What this task involves. Reproduce every line of the entries below without change, from the line containing "mark: the tent panel, one point per instance" through the end of the entries, inclusive.

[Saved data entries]
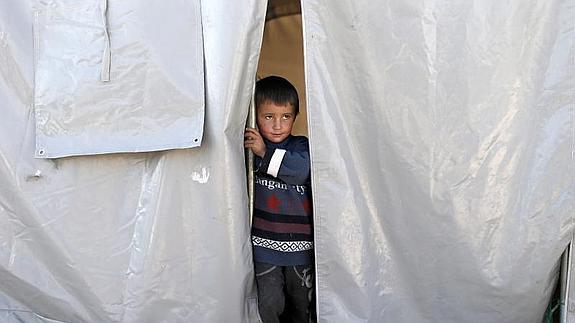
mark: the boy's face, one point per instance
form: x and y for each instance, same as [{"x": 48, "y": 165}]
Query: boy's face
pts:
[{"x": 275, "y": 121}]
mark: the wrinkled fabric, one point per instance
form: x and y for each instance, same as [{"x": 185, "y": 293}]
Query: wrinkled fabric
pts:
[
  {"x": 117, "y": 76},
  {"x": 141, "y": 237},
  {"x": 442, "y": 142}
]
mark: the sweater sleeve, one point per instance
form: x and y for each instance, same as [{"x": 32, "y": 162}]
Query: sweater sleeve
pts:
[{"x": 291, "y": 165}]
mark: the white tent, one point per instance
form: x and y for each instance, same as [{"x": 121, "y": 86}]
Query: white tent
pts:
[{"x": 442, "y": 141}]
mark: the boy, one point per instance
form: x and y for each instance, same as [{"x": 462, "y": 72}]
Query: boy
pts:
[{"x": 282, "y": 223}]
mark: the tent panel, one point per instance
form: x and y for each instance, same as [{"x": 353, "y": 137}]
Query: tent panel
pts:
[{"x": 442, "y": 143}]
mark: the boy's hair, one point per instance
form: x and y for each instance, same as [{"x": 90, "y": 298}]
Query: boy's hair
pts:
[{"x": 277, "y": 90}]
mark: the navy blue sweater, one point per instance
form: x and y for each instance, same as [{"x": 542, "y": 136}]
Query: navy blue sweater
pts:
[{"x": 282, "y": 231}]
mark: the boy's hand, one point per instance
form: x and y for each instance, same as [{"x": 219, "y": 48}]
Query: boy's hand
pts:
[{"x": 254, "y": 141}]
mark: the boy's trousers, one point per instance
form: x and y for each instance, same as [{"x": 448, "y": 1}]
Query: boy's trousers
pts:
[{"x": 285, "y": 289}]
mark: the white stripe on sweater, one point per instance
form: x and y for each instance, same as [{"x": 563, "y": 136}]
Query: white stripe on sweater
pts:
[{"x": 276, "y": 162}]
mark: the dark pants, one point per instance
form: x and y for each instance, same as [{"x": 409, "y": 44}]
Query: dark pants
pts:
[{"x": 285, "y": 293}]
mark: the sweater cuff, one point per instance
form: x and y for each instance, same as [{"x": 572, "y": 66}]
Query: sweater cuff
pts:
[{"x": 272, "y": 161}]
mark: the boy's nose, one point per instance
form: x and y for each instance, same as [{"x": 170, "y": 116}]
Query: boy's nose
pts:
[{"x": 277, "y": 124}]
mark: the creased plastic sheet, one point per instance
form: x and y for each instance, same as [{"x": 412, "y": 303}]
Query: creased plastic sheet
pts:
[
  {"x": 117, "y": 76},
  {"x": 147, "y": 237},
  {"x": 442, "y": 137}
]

Finished exercise.
mark: the tent panel, one point per instance
form: x and y for each instance, same as [{"x": 353, "y": 137}]
Query: tent panel
pts:
[{"x": 442, "y": 143}]
mark: the boy's hair, one point per instance
form: x and y for each instance, same as [{"x": 90, "y": 298}]
Query: boy's hair
pts:
[{"x": 277, "y": 90}]
mark: the navy blue sweater, one point per instance
form: x and y for each instance, same as [{"x": 542, "y": 136}]
Query: navy blue sweater
pts:
[{"x": 282, "y": 231}]
mark: the boy's hand, one point per instance
form: x and y for each instance, same as [{"x": 219, "y": 48}]
Query: boy's hand
pts:
[{"x": 254, "y": 141}]
mark: the boy's trousers, one point per instance
form: x and y for each instance, same as [{"x": 448, "y": 1}]
Query: boy's trousers
pts:
[{"x": 285, "y": 289}]
mark: the white stripe on sweater, one point per instance
form: x and y for each instance, same as [{"x": 563, "y": 136}]
Query: white stripe on sweater
pts:
[{"x": 276, "y": 162}]
mark: the dark pants, one point per instance
form: x and y for each instance, same as [{"x": 409, "y": 44}]
Query: dark pants
pts:
[{"x": 285, "y": 293}]
mark: the sweater cuff, one point per instance
form: x and y for each instance, same as [{"x": 572, "y": 66}]
Query: sweater cuff
pts:
[{"x": 272, "y": 161}]
mark: the boy's nose, one point per instance
form: x and y for each instance, same as [{"x": 170, "y": 116}]
Query: boy's nose
pts:
[{"x": 277, "y": 124}]
mark: the creased plastic sheet, one point per instance
form: x and y for each instance, same as [{"x": 412, "y": 303}]
Query: creased plastic sheet
pts:
[
  {"x": 117, "y": 76},
  {"x": 147, "y": 237},
  {"x": 442, "y": 137}
]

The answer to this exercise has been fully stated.